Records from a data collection
▶
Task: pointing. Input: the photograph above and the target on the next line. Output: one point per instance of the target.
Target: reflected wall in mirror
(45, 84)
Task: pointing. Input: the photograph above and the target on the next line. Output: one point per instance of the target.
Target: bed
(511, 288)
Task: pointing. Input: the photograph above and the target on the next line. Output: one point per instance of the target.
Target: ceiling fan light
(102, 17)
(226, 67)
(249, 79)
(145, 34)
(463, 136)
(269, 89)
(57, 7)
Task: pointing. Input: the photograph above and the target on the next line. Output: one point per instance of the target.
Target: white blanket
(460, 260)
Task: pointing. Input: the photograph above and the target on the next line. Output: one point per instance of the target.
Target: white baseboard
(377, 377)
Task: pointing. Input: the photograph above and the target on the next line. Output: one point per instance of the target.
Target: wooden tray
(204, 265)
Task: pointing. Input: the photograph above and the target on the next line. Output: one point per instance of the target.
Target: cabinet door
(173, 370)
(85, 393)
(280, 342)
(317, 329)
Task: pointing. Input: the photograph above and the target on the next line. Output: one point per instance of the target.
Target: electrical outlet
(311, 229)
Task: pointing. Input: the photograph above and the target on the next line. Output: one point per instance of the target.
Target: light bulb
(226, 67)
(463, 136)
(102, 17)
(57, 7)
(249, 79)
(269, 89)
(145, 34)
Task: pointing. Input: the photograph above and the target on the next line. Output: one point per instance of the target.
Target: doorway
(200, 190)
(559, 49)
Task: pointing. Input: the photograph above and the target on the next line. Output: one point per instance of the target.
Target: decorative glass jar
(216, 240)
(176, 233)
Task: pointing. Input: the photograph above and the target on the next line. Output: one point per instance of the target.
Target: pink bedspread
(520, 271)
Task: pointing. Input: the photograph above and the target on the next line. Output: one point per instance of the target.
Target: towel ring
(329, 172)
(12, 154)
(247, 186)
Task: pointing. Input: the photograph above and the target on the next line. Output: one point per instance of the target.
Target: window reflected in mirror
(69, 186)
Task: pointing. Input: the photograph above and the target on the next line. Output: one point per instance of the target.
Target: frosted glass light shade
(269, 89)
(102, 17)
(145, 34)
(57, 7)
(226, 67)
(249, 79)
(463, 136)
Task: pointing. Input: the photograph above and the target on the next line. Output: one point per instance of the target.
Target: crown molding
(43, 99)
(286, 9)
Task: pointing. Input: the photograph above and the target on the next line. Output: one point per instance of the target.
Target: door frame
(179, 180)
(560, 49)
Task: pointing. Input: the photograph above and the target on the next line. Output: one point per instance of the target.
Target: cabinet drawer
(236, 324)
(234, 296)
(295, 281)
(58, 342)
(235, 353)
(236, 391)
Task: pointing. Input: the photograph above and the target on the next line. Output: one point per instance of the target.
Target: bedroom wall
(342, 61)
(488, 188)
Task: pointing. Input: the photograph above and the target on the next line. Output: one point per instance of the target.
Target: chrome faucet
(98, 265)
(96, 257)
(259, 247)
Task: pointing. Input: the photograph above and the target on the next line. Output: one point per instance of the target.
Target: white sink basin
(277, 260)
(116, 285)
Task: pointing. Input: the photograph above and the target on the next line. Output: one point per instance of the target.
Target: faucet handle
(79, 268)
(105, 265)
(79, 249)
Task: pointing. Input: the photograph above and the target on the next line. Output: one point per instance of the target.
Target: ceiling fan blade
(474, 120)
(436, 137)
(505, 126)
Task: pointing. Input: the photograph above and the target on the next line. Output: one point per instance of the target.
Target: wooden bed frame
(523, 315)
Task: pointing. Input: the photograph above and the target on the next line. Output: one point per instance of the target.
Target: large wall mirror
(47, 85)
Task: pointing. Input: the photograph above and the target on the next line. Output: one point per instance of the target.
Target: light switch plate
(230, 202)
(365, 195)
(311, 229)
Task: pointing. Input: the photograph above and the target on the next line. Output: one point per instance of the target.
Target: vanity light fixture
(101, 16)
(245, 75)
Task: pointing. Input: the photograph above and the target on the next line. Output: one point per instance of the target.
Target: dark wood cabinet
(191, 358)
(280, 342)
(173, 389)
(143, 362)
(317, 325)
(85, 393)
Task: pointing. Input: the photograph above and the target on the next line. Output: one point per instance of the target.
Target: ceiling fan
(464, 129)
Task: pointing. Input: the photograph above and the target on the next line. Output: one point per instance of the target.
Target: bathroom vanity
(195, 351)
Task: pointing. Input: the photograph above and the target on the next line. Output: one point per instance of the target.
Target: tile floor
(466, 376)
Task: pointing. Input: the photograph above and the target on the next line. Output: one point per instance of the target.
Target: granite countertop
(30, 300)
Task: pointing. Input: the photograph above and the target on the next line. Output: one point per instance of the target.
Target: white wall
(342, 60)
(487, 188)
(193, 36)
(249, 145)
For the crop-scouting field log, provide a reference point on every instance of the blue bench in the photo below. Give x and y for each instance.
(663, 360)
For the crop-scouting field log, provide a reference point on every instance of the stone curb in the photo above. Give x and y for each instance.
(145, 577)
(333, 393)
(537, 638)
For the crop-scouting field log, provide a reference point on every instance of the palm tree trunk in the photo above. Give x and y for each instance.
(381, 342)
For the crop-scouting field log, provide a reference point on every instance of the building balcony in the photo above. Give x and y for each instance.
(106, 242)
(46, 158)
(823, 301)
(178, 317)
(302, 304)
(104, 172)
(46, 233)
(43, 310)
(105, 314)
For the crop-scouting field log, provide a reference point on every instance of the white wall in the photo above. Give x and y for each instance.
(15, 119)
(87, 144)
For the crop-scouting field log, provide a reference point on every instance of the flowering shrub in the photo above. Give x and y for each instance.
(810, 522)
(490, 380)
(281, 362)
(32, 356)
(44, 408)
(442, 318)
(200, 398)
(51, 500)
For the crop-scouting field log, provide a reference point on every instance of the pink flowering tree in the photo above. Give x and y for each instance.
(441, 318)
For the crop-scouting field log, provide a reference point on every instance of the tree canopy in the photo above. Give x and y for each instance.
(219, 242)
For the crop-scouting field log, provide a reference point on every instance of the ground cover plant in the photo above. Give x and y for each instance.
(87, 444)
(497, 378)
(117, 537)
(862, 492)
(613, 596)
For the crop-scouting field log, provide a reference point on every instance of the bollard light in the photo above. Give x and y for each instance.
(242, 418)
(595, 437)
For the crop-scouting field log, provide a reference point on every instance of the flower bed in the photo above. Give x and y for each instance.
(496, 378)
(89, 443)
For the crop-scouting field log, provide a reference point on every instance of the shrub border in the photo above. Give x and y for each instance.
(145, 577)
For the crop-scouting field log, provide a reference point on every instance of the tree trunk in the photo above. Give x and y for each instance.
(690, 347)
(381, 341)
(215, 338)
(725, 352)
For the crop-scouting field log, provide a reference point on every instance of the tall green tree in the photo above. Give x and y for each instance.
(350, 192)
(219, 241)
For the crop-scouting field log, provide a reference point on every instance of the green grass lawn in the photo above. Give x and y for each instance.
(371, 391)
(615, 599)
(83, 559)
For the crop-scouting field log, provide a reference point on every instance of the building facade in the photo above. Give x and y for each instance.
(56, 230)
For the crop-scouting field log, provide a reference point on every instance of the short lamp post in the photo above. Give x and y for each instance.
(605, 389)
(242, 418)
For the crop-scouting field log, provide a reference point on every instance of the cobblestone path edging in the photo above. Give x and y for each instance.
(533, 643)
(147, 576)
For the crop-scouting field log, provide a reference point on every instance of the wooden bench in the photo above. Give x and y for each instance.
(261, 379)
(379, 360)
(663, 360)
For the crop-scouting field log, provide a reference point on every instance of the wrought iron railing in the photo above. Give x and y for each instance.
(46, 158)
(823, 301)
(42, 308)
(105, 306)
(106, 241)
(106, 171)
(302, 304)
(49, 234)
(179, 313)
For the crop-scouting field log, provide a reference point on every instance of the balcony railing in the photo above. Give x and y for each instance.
◀
» WHAT TO PRODUCE
Copy the data above in its entirety, exactly as given.

» WRITTEN RESPONSE
Task: pointing. Input: the photograph above and the target on the next line. Output: one point per instance of the target.
Target: reflected wall in mirror
(45, 84)
Task: pointing. Input: the photograph above and the target on the next line. Output: one point per instance of the target.
Target: bed
(511, 288)
Task: pointing. Input: the photograph above and the target on the next line. Output: one point per instance of the target.
Target: ceiling fan light
(102, 17)
(226, 67)
(249, 79)
(145, 34)
(463, 136)
(269, 89)
(57, 7)
Task: pointing. Input: the photograph above and the target on the next line. Output: one point per instance of the target.
Target: white blanket
(460, 260)
Task: pointing. Input: the photograph above and the target on the next line. Output: one point per instance of the target.
Target: white baseboard
(377, 377)
Task: pointing. Input: the photograph above and the target on the next line. Output: one point per instance of the target.
Target: wooden tray
(204, 265)
Task: pointing. Input: the photograph above and the target on the next line. Output: one point per instance of the target.
Target: cabinet door
(173, 370)
(85, 393)
(280, 342)
(317, 329)
Task: pointing. Input: the photograph above and the target on the next line. Output: one point per instance of the target.
Target: electrical outlet
(311, 229)
Task: pointing. Input: the photograph above and the target on the next line. Output: one point per instance of the target.
Target: light bulb
(226, 67)
(463, 136)
(102, 17)
(57, 7)
(249, 79)
(269, 89)
(145, 34)
Task: pointing. Input: the photograph above and the target on the next line. Output: one point per instance of the target.
Target: doorway
(200, 190)
(559, 49)
Task: pointing. Input: the photograph above and the target on the next line. Output: one point per instance of the target.
Target: decorative glass jar
(216, 240)
(176, 233)
Task: pointing. Input: the photograph above and the target on the next line. Output: one point per instance of the target.
Target: pink bedspread
(520, 271)
Task: pointing. Input: the photograph above and the target on the next line. Output: one point per instance of the target.
Target: towel ring
(329, 172)
(12, 154)
(247, 186)
Task: pointing. Input: the photograph above and the target on the next line. Output: one point per instance of the target.
Target: window reflected in mirror
(69, 186)
Task: pointing. Input: the photograph above and the target on the next line. Output: one point per instance of the target.
Target: frosted glass light shade
(269, 89)
(102, 17)
(145, 34)
(57, 7)
(226, 67)
(249, 79)
(463, 136)
Task: pointing. Input: the photograph above and the target on the next line. Output: one point per instance of the target.
Target: crown molding
(43, 99)
(286, 9)
Task: pointing. Input: the photograph above and the target on the next line. Output: one point per instance of the target.
Target: door frame
(179, 180)
(560, 49)
Task: pointing. Input: the photograph above and the target on the next line. Output: one point per instance of the target.
Target: cabinet drawer
(236, 324)
(234, 296)
(295, 281)
(58, 342)
(235, 353)
(236, 391)
Task: pointing. Input: the photograph above and the target on the next line. Output: one point per instance of the target.
Target: bedroom wall
(342, 61)
(488, 188)
Task: pointing. Input: the photograph above and the target on the next line. Output: one point per instance of the target.
Target: chrome faucet
(98, 265)
(96, 257)
(259, 247)
Task: pointing. Input: the photograph above and the target on the next line. Output: one point per instance of the target.
Target: white sink basin
(277, 260)
(116, 285)
Task: pointing. Input: the photograph above and the target on the next line. Output: one point per instance of the target.
Target: faucet handle
(79, 268)
(105, 265)
(79, 249)
Task: pointing. Input: the photograph above and the target on the next line. Output: one point per instance of the target.
Target: ceiling fan blade
(474, 120)
(436, 137)
(505, 126)
Task: pointing. Input: the photograph above and the target on the next line. Output: one point per instance of the target.
Target: wooden bed frame
(523, 315)
Task: pointing. Input: the photograph above and the target on the next line. Output: one point per instance of the target.
Target: large wall mirror
(47, 85)
Task: pointing. Input: the photograph above and the target on the next line. Output: one point per instance of the target.
Target: light switch plate
(230, 202)
(365, 195)
(311, 229)
Task: pointing. Input: the photograph above and the target on the next line. Output: one point per instance of the target.
Target: vanity light fixture
(101, 16)
(245, 75)
Task: pointing. Input: the photograph above and the target on the next line. Output: one point per instance of the target.
Target: dark wood cabinet
(191, 358)
(280, 342)
(173, 389)
(143, 362)
(317, 325)
(85, 393)
Task: pointing. Input: the photograph above and the target on the next line. Output: one point per instance of the target.
Target: ceiling fan
(464, 129)
Task: pointing. Input: the photograph above and the target on the next line. Output: one point per instance of the target.
Target: bathroom vanity
(195, 351)
Task: pointing. Input: the photograph above and the target on the next line. Output: one point per instance of the target.
Target: tile floor
(466, 376)
Task: pointing. Input: the photograph above and the target on the next line. Output: one point per instance of the target.
Target: granite countertop
(30, 300)
Task: pointing. Input: the photograph above and the target on the next line. Output: one point per instance of the target.
Target: white wall
(342, 60)
(487, 188)
(193, 36)
(249, 145)
For the crop-scouting field log, provide a reference point on every instance of the blue bench in the photo below. Give x and y for each instance.
(663, 360)
For the crop-scouting field log, provide a reference point on every instance of the stone curb in the photo above. Give x and y for each instance.
(145, 577)
(333, 393)
(537, 638)
For the crop-scouting field log, provide a reference point on every instance of the palm tree trunk in the photo above. Give x and y for each instance.
(381, 342)
For the crop-scouting field log, provide a reference point on every instance of the building balcony in the photo above. Give x and y for each instance.
(106, 242)
(46, 158)
(823, 301)
(178, 317)
(302, 304)
(104, 172)
(46, 233)
(43, 310)
(105, 314)
For the crop-scouting field log, provide a reference point on every instance of the white wall in the photo above. Give x and y for each instance.
(15, 119)
(87, 144)
For the crop-scouting field log, provide a reference point on every instance of the flowering shrub in the photo above. Give x and y for each instance.
(810, 522)
(490, 380)
(281, 362)
(32, 356)
(44, 408)
(442, 318)
(200, 398)
(51, 500)
For the crop-scouting field log, provide a reference point on every instance of the pink flowering tree in the photo above. Give x and y for each instance.
(441, 318)
For the crop-scouting field log, provide a reference point on every instance of the tree canopy in the photo above. Give x and y for each instance.
(219, 242)
For the crop-scouting field log, provide a reference point on every instance of the ground cover plant in the photo above. Give x and y for each instance.
(87, 444)
(497, 378)
(117, 537)
(862, 492)
(613, 596)
For the crop-scouting field log, provide a reference point on every instance of the bollard light in the photo above. Give x and y for each instance.
(242, 418)
(595, 437)
For the crop-scouting field log, provide a reference point on every instance of the flower bed in the photo above. Give x and y for each instance.
(496, 378)
(89, 443)
For the crop-scouting field log, provide a reference point on every instance of the shrub border in the photo above. Give x and y for each instance.
(145, 577)
For the crop-scouting field log, provide a reference point on every instance of the tree trunk in the photo above. Give x and y for each instance.
(690, 347)
(381, 341)
(215, 338)
(725, 352)
For the crop-scouting field log, provide a reference point on every instance of the tall green tree in the photo above. Give x and y for each instance.
(350, 192)
(219, 241)
For the crop-scouting field log, provide a reference point on every instance of the green grass lawn in the photo above. Give x and y for each instance.
(371, 391)
(615, 599)
(83, 559)
For the crop-scouting field log, provide a reference point on every instance of the building facade in the photo above. Give x and y for each instance.
(56, 230)
For the crop-scouting field log, provide a reference point on every instance of the short lamp post in the photo above. Give x and y for each instance.
(605, 389)
(242, 418)
For the crop-scouting field log, provide a reference point on every instance of the cobblestone path edging in the photo above. Give x and y for each instance.
(533, 643)
(147, 576)
For the crop-scouting field log, provide a reference point on every instance of the wooden bench in the photo above. Give x and y for each instance.
(261, 379)
(379, 360)
(663, 360)
For the crop-scouting field log, provide a reference point on every instance of the wrought iron railing in the photo above. Give x and y for each instance.
(46, 158)
(823, 301)
(42, 308)
(105, 306)
(106, 241)
(106, 171)
(302, 304)
(49, 234)
(179, 313)
For the crop-scouting field log, provide a reference point on every instance of the balcony railing in the photo above. Give x and y for each instance.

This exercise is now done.